Problem to solve:
Each entry must be given again exactly; images do not belong in the copy.

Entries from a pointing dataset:
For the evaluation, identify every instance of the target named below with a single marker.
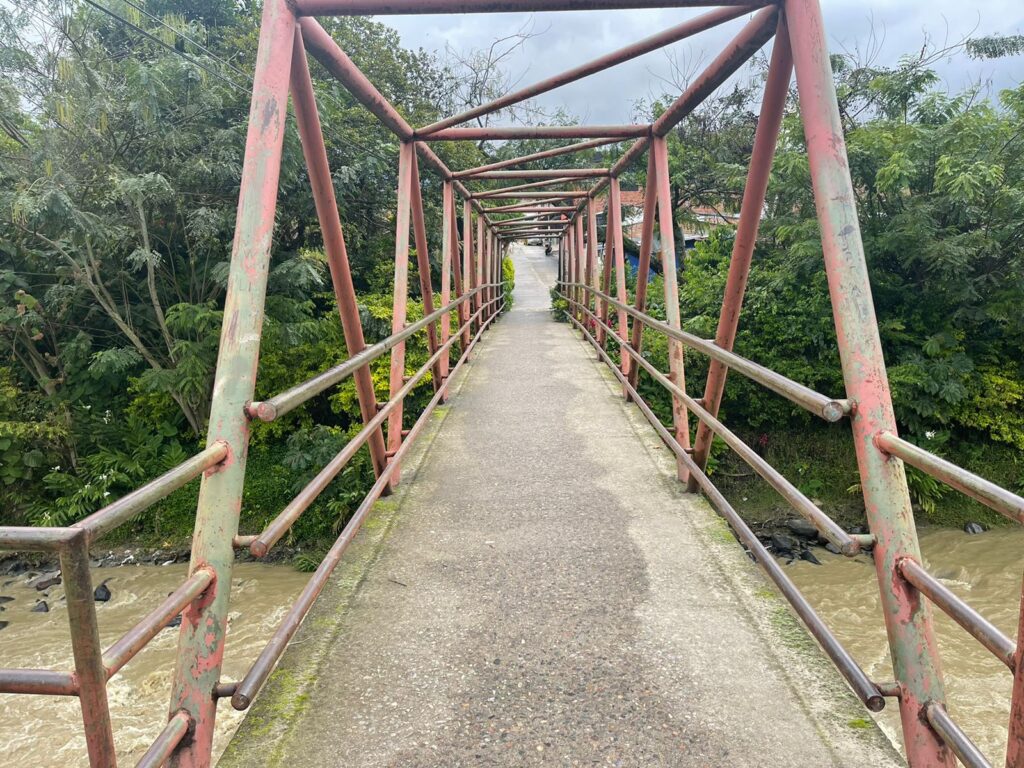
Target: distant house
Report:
(632, 201)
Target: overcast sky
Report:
(566, 39)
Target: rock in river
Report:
(102, 593)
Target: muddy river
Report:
(984, 569)
(45, 731)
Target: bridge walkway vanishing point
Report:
(549, 595)
(541, 590)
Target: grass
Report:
(820, 461)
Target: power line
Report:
(161, 43)
(219, 76)
(180, 34)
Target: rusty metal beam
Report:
(643, 265)
(555, 153)
(540, 131)
(752, 208)
(517, 187)
(204, 628)
(399, 299)
(307, 119)
(674, 34)
(399, 7)
(736, 53)
(908, 621)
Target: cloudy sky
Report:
(563, 40)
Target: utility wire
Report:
(218, 75)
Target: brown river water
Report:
(984, 569)
(45, 731)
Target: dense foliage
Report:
(120, 156)
(939, 181)
(120, 160)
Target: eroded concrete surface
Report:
(543, 593)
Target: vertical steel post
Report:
(582, 273)
(423, 265)
(448, 201)
(593, 281)
(643, 267)
(615, 228)
(457, 270)
(907, 616)
(478, 264)
(307, 118)
(89, 671)
(587, 255)
(204, 625)
(1015, 738)
(609, 247)
(399, 301)
(570, 264)
(496, 269)
(469, 262)
(670, 267)
(765, 138)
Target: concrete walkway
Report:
(543, 593)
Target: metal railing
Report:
(94, 666)
(587, 316)
(532, 209)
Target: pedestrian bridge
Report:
(546, 586)
(542, 591)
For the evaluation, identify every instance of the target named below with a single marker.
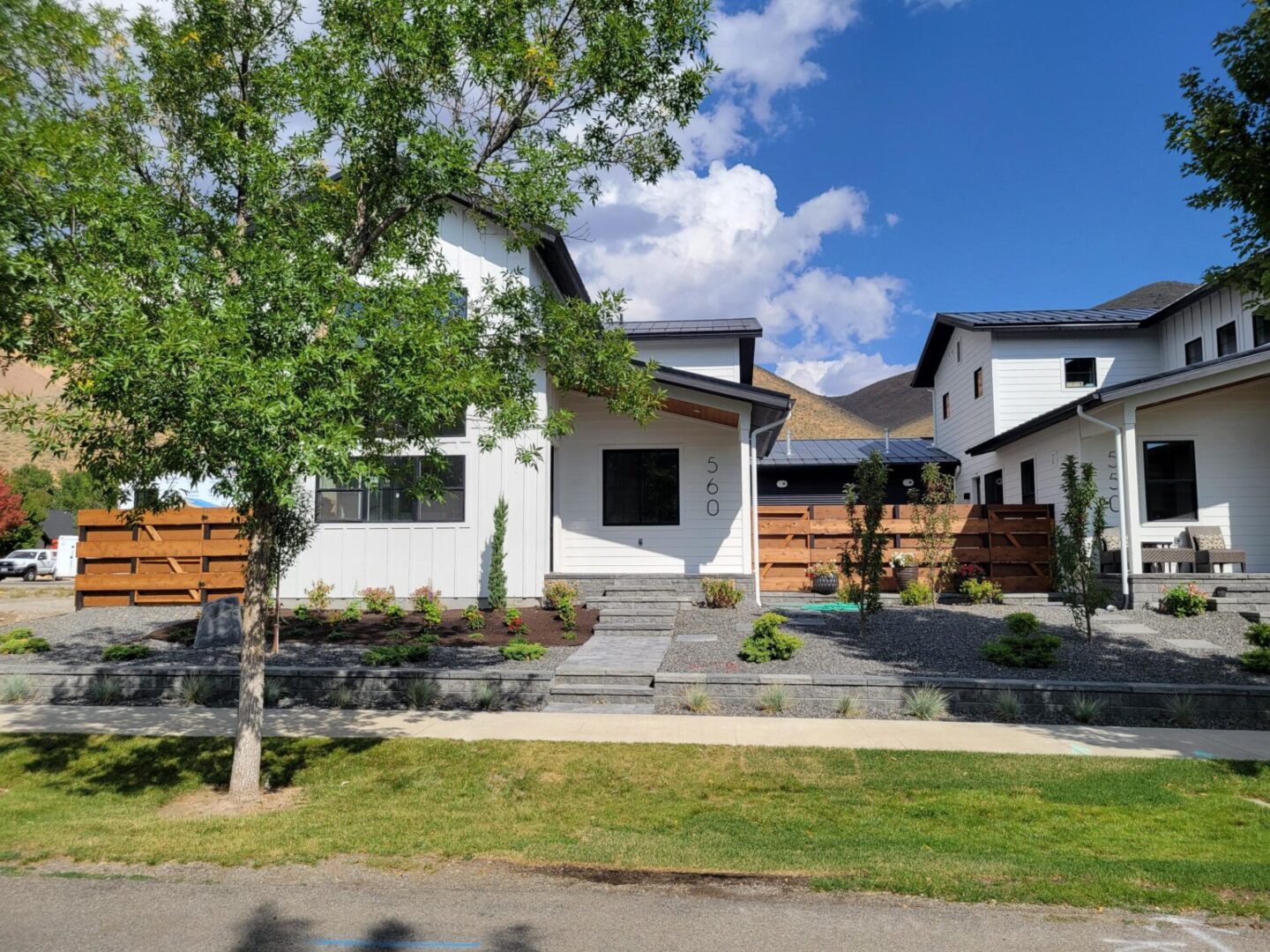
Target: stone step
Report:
(571, 707)
(601, 695)
(640, 681)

Full solution:
For the evaluation, identify every instance of the target named below with a single marker.
Target: distant house
Report:
(632, 201)
Target: overcast sky
Report:
(566, 39)
Target: rock in river
Report:
(102, 593)
Target: muddy river
Report:
(984, 569)
(45, 731)
Target: bridge walkway vanishing point
Report:
(549, 595)
(541, 590)
Target: grass
Report:
(820, 461)
Target: power line
Report:
(161, 43)
(219, 76)
(180, 34)
Target: rusty metal beam
Report:
(643, 265)
(555, 153)
(540, 131)
(752, 208)
(517, 187)
(204, 628)
(399, 299)
(307, 119)
(674, 34)
(399, 7)
(736, 53)
(908, 621)
Target: cloudy sky
Report:
(563, 40)
Target: utility wire
Report:
(218, 75)
Target: brown river water
Report:
(984, 569)
(45, 731)
Target: dense foliage
Report:
(120, 156)
(939, 181)
(120, 160)
Target: eroded concrete surface
Report:
(543, 593)
Target: vertical steel post
Report:
(582, 273)
(423, 265)
(448, 201)
(593, 281)
(643, 267)
(615, 228)
(457, 270)
(907, 616)
(478, 264)
(307, 118)
(89, 671)
(587, 255)
(204, 625)
(1015, 738)
(609, 247)
(399, 301)
(570, 264)
(496, 269)
(469, 262)
(670, 267)
(765, 138)
Target: concrete walkway
Report:
(543, 593)
Target: metal railing
Report:
(94, 666)
(587, 316)
(532, 209)
Target: pedestrian bridge
Report:
(546, 586)
(542, 591)
For the evaluation, identify every instance of the target named below with a single marker.
Target: stone step
Report:
(571, 707)
(601, 695)
(640, 681)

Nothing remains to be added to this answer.